_TASK BRIEF_: Can you write out the records below again, replacing "Practice problem" with "Exercise" everywhere and leaving all else unchanged?

──────

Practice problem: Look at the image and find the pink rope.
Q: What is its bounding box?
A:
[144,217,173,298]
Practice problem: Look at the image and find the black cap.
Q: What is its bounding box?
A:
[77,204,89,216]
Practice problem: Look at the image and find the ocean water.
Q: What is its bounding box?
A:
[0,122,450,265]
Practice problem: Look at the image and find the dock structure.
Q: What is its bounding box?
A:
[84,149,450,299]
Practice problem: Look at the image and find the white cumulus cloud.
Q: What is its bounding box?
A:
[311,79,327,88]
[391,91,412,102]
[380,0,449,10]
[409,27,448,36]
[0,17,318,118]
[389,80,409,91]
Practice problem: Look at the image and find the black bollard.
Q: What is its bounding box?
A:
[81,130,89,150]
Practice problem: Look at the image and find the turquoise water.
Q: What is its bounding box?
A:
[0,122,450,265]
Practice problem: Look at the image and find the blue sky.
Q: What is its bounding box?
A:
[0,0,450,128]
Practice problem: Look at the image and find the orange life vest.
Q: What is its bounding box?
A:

──────

_SOLUTION_:
Exercise: Look at the image and find the pink rope.
Q: What is its bounding box?
A:
[144,217,173,298]
Exercise: Look at the image and find the black cap.
Q: What is its bounding box?
A:
[77,204,89,216]
Exercise: Look at the image and find the ocean water.
Q: What is its bounding box?
A:
[0,122,450,265]
Exercise: Look at the image and find the dock structure.
Q: What is its bounding box?
A:
[84,149,450,299]
Exercise: Look at the image and find the white cumulus cloud.
Q: What is its bounding box?
A:
[311,79,327,88]
[391,91,412,102]
[380,0,449,10]
[409,27,448,36]
[0,17,318,118]
[389,80,409,91]
Exercise: Look at the image and find the black bollard.
Q: What is its bounding box?
A:
[81,130,89,150]
Exercise: Look at the image and find the turquoise water.
Q: What is its bounding box?
A:
[0,122,450,265]
Exercise: Look at the image and find the blue sky.
Q: What is its bounding box?
A:
[0,0,450,128]
Exercise: Look at the image and find the orange life vest.
Q: What is its bounding box?
A:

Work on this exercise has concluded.